Search the entries for the word "approximate" and report each line that has it.

━━━ DATA SECTION ━━━

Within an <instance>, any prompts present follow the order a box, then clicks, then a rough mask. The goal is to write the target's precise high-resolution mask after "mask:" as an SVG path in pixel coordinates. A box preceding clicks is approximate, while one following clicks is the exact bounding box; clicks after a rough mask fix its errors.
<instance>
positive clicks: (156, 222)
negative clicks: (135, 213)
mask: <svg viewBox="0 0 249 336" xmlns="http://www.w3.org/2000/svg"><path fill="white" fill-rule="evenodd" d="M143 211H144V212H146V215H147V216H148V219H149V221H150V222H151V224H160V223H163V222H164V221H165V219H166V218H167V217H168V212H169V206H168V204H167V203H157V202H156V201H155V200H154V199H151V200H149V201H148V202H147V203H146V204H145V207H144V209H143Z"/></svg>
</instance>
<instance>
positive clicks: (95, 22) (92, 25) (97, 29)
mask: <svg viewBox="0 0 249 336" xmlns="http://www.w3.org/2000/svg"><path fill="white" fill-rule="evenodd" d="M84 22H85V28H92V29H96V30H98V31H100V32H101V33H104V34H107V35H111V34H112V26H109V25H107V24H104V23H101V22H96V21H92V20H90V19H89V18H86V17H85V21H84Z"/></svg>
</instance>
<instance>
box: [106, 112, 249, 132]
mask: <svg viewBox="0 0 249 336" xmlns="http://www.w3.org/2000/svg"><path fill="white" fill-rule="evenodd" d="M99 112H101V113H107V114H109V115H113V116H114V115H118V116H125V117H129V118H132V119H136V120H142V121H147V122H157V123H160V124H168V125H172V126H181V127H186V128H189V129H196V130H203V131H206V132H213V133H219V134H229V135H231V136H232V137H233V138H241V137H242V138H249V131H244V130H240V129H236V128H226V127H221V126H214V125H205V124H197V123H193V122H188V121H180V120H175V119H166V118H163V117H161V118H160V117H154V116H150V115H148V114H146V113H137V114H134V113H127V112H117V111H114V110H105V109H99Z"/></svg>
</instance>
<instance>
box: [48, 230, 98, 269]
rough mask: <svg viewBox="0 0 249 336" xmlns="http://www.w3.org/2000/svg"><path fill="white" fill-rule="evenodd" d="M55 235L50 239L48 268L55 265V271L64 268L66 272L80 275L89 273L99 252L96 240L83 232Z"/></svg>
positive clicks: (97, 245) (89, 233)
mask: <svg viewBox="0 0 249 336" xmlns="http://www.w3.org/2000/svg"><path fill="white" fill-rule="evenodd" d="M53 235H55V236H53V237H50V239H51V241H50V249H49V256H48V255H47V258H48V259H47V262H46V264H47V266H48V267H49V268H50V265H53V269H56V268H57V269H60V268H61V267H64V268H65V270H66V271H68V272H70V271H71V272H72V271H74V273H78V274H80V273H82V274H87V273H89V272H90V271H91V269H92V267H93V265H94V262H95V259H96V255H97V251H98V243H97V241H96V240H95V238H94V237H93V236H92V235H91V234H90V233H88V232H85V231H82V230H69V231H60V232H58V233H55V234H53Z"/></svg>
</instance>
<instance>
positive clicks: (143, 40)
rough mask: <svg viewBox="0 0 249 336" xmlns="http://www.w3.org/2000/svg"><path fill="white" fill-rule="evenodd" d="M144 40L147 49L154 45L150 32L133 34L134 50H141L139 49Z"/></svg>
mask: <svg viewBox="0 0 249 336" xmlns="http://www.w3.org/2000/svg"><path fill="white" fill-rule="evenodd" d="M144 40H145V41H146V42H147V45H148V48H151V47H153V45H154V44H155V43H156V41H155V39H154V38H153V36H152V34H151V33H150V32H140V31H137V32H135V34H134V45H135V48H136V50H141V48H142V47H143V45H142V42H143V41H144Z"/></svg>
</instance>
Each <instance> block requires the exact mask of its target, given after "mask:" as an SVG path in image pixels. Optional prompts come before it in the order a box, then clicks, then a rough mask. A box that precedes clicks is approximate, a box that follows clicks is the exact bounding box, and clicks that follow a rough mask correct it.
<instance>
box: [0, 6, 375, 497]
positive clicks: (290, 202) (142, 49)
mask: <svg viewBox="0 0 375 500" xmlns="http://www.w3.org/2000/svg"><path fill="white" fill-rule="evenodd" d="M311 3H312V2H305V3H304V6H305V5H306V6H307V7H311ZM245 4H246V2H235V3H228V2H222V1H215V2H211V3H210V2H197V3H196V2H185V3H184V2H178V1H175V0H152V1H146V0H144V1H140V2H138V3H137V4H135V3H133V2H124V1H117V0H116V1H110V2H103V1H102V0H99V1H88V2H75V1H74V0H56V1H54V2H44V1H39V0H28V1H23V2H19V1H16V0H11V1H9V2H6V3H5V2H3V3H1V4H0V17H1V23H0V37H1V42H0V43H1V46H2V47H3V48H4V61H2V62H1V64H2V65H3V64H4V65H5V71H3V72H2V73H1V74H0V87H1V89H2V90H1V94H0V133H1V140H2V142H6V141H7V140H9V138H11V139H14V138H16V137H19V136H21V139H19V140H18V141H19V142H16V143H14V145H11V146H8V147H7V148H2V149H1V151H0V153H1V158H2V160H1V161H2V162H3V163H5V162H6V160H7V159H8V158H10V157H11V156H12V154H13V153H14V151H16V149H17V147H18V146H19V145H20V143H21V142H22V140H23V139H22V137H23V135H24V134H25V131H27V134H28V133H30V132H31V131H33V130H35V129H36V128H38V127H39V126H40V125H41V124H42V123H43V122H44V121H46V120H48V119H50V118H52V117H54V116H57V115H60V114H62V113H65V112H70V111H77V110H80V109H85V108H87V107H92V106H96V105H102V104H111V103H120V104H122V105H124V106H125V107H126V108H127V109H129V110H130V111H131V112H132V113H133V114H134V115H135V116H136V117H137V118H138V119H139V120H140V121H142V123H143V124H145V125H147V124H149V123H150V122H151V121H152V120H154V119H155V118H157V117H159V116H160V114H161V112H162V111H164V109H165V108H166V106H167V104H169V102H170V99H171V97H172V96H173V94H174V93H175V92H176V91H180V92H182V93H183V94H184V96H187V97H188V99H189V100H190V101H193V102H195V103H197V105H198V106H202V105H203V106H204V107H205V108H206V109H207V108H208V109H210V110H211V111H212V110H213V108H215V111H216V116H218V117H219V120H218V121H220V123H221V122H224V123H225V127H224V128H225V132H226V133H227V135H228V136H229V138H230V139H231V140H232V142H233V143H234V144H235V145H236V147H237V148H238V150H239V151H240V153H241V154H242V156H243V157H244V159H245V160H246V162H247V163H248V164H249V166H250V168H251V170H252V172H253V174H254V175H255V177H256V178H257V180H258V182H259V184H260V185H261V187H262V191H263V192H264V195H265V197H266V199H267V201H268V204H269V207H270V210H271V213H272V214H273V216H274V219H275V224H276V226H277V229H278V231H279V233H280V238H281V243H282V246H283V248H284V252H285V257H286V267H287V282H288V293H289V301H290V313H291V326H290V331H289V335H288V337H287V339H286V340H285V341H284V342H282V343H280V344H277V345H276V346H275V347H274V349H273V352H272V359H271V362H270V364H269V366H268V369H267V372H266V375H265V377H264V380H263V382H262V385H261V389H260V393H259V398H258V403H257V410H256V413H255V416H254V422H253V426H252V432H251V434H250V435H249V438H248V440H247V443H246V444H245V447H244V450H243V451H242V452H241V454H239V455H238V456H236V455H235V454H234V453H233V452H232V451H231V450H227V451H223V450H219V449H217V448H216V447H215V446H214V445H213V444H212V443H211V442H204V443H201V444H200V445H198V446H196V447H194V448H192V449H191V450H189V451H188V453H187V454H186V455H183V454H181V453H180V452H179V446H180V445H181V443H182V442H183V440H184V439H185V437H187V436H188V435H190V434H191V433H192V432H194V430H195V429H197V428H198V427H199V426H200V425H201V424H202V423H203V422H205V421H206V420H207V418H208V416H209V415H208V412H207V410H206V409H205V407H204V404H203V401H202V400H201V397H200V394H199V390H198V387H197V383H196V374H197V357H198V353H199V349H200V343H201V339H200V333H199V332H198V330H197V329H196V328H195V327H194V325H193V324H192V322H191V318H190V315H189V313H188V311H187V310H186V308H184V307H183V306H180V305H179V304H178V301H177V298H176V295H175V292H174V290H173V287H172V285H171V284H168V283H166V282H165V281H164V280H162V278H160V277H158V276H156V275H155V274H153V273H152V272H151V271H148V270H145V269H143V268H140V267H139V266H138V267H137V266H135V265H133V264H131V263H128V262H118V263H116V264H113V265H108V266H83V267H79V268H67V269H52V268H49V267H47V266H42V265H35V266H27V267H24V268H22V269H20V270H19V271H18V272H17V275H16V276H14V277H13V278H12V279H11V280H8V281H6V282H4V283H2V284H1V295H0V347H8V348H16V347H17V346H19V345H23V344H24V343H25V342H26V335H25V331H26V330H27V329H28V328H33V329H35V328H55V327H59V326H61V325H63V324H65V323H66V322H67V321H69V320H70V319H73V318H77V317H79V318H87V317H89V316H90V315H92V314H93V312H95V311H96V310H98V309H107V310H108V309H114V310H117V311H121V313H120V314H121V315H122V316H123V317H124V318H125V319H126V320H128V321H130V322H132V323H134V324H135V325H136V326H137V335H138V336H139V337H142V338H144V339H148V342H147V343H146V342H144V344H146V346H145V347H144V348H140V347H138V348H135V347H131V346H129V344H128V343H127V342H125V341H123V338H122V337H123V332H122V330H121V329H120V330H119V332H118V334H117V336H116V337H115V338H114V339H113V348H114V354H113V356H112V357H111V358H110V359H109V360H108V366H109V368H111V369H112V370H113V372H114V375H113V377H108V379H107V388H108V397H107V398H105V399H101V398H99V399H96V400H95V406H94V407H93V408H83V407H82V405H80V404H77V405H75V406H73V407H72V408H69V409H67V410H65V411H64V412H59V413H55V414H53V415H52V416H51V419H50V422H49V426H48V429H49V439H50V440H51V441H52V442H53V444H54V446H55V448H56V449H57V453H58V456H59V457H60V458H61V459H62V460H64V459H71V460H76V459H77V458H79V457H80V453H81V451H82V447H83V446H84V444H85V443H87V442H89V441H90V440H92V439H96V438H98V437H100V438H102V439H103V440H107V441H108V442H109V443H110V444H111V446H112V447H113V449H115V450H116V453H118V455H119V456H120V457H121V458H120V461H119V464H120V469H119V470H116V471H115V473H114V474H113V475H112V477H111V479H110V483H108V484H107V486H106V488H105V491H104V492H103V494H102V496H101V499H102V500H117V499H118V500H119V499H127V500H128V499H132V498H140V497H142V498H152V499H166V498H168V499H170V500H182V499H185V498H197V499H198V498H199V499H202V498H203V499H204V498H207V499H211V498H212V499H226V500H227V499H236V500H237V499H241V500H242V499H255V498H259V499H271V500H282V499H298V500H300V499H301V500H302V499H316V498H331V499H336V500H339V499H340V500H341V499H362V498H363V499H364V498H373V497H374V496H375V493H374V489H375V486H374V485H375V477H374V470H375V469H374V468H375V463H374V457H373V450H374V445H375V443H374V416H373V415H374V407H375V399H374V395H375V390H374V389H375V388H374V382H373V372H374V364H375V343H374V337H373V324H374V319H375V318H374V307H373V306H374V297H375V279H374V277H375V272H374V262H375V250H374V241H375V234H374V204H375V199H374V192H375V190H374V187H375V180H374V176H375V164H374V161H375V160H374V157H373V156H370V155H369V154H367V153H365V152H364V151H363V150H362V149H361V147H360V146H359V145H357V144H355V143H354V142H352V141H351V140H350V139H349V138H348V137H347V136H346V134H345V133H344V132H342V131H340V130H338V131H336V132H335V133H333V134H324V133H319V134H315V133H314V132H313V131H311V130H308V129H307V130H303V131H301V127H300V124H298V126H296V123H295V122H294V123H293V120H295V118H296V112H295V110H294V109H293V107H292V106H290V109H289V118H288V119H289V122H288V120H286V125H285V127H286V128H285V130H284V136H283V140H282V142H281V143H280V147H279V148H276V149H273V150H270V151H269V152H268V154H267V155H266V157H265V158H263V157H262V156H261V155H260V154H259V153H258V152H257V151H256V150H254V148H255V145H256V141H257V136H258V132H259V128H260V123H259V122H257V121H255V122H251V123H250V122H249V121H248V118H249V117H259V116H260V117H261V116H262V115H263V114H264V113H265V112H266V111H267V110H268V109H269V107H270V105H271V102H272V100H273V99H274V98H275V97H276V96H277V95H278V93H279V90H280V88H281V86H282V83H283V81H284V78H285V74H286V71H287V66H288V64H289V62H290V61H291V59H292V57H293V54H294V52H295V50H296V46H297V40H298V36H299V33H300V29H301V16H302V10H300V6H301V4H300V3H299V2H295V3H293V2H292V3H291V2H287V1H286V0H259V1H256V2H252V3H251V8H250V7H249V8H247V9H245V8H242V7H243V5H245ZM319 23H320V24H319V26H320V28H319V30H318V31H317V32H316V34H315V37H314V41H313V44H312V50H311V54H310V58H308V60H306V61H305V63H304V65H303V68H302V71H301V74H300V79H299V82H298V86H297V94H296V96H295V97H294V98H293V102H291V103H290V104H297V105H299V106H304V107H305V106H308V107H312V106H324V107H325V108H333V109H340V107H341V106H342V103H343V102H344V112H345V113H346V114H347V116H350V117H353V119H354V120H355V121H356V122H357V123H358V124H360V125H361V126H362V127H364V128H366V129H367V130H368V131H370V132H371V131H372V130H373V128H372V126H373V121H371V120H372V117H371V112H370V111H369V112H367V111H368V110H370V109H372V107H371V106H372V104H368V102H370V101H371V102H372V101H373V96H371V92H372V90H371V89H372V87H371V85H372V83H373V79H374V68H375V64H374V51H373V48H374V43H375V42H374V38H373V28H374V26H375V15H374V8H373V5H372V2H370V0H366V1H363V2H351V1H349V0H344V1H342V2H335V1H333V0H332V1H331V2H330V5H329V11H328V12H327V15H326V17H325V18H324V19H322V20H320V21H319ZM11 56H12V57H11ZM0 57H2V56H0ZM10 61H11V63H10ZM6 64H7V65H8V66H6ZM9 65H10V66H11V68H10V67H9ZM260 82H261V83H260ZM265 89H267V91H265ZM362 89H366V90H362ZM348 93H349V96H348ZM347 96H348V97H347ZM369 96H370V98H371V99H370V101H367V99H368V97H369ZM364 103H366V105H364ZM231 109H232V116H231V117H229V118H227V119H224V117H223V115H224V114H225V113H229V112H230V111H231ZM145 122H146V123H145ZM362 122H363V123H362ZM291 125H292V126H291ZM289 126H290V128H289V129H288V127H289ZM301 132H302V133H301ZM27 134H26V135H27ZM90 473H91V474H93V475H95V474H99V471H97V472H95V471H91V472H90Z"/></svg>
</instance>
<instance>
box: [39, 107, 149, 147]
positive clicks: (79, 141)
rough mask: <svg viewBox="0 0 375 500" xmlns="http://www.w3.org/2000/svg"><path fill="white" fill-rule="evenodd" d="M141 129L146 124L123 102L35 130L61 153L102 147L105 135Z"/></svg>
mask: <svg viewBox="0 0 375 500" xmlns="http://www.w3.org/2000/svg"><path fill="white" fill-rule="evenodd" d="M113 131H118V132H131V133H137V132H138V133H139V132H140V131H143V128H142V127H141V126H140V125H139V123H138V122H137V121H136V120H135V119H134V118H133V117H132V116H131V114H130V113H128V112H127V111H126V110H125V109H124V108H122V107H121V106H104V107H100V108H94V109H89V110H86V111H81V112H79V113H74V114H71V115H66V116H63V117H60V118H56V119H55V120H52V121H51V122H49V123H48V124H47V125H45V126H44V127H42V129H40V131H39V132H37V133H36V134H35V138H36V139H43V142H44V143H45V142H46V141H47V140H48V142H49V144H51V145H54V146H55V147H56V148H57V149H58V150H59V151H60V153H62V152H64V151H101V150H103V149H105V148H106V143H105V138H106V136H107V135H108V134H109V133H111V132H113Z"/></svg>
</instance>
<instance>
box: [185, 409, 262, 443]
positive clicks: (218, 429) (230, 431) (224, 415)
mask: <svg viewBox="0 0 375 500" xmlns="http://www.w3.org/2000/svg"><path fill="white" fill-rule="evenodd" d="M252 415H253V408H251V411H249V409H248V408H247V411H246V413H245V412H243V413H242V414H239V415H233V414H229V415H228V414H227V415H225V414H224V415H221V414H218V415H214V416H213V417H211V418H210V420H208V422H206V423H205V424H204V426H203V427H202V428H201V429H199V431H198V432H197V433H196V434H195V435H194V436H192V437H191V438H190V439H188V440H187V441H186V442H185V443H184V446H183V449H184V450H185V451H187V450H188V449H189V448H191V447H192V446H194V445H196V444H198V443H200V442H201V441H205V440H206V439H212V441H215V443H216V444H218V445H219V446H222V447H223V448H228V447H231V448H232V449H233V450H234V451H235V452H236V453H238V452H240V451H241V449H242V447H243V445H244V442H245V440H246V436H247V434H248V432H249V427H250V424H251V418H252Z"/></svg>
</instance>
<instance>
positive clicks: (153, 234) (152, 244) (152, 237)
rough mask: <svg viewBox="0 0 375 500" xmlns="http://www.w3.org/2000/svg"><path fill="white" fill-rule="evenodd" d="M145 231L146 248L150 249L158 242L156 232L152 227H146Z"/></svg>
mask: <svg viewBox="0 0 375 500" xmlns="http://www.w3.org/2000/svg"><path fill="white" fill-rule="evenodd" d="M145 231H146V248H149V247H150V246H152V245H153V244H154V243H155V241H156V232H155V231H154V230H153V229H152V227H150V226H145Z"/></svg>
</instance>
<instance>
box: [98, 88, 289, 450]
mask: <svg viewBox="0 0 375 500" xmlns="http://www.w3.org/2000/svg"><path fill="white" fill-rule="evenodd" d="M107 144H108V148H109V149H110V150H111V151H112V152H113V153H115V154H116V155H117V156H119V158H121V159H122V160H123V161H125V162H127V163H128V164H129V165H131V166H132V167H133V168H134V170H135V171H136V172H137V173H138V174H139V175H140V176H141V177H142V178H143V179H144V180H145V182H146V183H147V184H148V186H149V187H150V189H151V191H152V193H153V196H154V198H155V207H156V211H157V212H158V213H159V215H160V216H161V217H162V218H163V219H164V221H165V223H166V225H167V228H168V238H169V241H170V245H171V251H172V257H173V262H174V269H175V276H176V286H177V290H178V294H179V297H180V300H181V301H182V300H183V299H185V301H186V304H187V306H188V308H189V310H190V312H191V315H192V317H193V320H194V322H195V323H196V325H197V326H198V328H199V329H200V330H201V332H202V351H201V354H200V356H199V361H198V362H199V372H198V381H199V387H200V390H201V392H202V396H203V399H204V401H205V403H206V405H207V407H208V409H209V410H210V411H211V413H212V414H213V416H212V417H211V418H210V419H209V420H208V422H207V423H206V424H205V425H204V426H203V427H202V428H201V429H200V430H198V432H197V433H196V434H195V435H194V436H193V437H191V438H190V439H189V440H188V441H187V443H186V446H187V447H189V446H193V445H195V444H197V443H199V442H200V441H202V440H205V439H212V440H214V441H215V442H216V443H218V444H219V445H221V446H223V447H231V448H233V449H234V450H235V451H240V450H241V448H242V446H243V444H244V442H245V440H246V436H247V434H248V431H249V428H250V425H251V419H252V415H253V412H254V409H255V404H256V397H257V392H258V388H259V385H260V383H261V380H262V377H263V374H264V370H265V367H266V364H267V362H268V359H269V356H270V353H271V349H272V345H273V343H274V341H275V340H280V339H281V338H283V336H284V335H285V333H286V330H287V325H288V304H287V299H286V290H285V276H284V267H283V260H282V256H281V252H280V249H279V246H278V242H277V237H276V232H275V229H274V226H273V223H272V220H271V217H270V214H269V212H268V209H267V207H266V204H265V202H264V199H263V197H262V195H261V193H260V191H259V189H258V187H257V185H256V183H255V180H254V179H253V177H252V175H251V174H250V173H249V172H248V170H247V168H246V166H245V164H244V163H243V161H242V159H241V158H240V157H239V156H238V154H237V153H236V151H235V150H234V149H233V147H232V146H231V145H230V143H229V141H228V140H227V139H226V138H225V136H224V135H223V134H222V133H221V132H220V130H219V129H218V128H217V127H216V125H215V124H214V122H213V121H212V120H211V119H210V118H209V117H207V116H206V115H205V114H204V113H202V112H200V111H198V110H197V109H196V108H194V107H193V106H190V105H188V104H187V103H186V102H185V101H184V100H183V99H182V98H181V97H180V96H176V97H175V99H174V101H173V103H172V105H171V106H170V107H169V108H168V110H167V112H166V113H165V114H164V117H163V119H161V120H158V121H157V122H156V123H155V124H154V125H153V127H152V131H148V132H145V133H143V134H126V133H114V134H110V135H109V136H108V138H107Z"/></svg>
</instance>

━━━

* ANSWER AREA:
Within an <instance>, any prompts present follow the order a box, then clicks, then a rough mask. The goal is to write the target's precise high-resolution mask after "mask:" as an SVG path in pixel coordinates. A box preceding clicks is approximate, while one following clicks is the exact bounding box; clicks after a rough mask fix its errors.
Each <instance> block requires the exact mask of its target, given after "mask:" as an SVG path in image pixels. Optional prompts come before it in the order a box, then clicks, then a rough mask. A box that precedes clicks is approximate, a box that follows clicks is the exact bounding box, and clicks that follow a rough mask correct it.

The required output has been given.